• Document:
• • •
Debunking the seven most popular Site Reliability Engineering myths

Sometimes, you need to learn and unlearn SRE for better results

Jannah Zulkifli
DBS Tech Blog

--

Written by Jannah Zulkifli and Mukta Rani Chauhan

Site Reliability Engineering (SRE) is steadily becoming one of the most sought-after practices in tech companies as it allows teams to make improvements based on issues surfaced. Five years ago, we made the decision to prioritise Site Reliability Engineering Transformation in our operations. We’ve since uncovered numerous misconceptions, and are now debunking seven of the most common ones.

Myth 1: SRE is the new and improved version of DevOps
There have been numerous debates between DevOps and SRE — what are the similarities and differences and which is better.

While DevOps is an overarching concept and culture aimed at ensuring the rapid release of new applications and features, SRE is about injecting software engineering practices — and a new mindset — into IT operations to create highly-reliable and highly-scalable systems.

DevOps was initially conceptualised to help development and IT operations teams to collaborate more and shift from working in a waterfall to an agile methodology.
• • •
[Point placement records]
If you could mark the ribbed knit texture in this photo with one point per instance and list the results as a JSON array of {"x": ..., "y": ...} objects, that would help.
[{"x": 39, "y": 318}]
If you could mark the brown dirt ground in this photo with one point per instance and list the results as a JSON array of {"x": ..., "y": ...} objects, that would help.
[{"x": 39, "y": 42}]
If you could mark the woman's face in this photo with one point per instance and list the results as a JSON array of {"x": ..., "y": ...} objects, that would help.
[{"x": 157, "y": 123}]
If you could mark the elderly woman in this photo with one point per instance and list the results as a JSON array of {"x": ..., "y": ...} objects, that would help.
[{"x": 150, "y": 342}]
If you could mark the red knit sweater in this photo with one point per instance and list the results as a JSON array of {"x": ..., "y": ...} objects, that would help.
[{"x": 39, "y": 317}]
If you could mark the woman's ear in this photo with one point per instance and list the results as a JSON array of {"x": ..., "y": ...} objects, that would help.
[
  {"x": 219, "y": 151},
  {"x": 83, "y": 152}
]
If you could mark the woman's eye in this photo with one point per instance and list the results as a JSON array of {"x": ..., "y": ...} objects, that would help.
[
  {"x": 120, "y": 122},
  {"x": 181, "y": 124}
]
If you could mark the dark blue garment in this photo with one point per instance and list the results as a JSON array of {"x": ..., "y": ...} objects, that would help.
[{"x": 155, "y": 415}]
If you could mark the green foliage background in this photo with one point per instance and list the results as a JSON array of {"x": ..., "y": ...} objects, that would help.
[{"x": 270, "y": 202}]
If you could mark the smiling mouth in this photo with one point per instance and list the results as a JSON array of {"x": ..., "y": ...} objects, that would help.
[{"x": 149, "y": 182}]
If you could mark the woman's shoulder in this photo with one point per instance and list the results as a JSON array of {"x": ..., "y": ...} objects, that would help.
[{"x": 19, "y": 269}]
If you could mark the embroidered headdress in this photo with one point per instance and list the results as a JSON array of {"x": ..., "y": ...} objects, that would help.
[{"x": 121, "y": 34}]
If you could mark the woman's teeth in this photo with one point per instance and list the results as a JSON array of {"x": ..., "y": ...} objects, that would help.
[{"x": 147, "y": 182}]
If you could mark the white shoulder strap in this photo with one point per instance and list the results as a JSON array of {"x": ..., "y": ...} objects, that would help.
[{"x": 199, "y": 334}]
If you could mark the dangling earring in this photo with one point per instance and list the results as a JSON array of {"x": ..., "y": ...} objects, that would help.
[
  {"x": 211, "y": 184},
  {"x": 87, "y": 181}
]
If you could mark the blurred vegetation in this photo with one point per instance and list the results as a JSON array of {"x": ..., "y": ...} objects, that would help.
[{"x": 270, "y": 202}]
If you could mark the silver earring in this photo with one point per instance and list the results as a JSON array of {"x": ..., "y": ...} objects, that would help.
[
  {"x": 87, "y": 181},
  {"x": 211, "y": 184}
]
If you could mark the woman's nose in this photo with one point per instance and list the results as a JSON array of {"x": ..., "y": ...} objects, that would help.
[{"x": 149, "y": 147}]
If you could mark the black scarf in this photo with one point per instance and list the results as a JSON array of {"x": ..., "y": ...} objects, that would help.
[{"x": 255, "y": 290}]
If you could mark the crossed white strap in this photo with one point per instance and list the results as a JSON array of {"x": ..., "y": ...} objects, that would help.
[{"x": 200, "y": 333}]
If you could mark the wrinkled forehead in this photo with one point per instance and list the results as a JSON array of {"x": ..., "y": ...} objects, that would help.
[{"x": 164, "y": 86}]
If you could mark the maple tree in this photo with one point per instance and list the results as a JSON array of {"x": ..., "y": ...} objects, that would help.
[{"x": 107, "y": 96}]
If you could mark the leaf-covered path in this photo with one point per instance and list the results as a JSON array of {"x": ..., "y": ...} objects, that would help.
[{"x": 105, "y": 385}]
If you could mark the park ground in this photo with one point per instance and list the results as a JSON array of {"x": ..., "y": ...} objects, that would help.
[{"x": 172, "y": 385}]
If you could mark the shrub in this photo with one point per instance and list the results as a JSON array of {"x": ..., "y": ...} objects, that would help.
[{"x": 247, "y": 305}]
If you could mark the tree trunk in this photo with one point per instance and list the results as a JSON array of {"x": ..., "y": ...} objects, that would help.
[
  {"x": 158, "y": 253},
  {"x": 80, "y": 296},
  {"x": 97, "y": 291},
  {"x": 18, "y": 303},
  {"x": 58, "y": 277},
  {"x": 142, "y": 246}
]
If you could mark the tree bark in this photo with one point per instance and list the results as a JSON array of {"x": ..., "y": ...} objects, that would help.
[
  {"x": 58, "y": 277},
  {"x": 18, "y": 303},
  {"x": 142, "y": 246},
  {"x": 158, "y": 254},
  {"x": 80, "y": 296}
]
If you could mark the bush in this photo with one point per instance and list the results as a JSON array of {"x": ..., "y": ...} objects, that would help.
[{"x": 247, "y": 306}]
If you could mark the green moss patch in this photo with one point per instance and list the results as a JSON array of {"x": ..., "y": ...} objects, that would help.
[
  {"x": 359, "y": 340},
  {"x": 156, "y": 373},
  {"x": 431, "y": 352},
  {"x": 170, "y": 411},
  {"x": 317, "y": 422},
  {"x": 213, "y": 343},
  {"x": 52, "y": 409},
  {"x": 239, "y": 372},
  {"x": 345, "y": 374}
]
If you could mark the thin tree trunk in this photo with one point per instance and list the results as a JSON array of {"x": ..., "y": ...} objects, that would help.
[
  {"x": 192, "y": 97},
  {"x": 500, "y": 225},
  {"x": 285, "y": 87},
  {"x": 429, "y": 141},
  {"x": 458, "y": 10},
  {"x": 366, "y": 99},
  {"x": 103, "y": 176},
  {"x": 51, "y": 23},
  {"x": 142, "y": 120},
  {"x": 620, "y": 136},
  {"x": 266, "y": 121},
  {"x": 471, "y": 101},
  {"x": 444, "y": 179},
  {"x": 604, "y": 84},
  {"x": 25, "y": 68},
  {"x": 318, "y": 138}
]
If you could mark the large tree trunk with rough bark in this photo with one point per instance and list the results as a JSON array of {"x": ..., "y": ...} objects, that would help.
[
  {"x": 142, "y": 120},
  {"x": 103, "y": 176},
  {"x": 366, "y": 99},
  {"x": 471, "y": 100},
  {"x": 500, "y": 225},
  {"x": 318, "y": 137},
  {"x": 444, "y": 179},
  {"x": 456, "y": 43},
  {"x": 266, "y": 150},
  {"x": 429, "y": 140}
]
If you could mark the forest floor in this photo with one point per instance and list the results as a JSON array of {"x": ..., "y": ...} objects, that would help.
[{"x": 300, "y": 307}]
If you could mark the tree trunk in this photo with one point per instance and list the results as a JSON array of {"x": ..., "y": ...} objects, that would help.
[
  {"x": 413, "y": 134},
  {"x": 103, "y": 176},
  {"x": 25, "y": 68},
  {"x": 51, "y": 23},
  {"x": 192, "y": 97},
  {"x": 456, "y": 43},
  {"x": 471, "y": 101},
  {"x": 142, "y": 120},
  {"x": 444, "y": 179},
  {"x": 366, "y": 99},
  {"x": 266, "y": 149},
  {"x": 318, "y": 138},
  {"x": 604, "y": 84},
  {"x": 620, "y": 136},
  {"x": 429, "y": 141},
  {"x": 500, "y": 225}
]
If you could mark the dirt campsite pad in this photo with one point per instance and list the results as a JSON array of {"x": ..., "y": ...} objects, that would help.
• • •
• What needs to be done:
Continue the article on Site Reliability Engineering myths from the point where it stops above.

• Expected output:
However, while the idea of forging team spirit to see an increase in releases sounds great in theory, this may not be the case in real life. With faster iterations and more features released, the probability of applications experiencing outages also increases, especially when the applications and systems scale.

Although DevOps aims to foster better collaboration, the objective of development and IT operation teams remains conflicting. While the development team aims to release as many new features as possible, the IT operations team’s goal would be to manage and prioritise as many releases as they can to maintain the system’s stability. Often, conflicting priorities hamper progress and stability, leading both teams to work in silos. This is where SRE comes in to improve the situation and drive DevOps’ success.

SRE looks at how the use of software engineering can solve IT operational needs, through the use of concepts such as error budget, to find a balance between releasing new features and maintaining stability.

There’s also the automation of toil and changing the team’s mindset to look at failures as an opportunity to learn and strengthen the system.

Organisations should not look at SRE as the new and improved version of DevOps. These should be viewed as two sides of a coin as both concepts complement one another.

Myth 2: SREs work to ensure 100% uptime
This is one of the biggest anti-patterns of SRE. When an application team achieves 99.9% reliability, there is a tendency to work towards 100%. However, SRE is not about reaching a goal of having zero outages but achieving a sustainable and appropriate level of availability and velocity when it comes to releasing new features.

In SRE, the error budget concept means that there is a threshold for the number of times a system can fail based on the accepted tolerance level by business. It is a tool that helps the engineering team prioritise between releasing new features and maintaining reliability.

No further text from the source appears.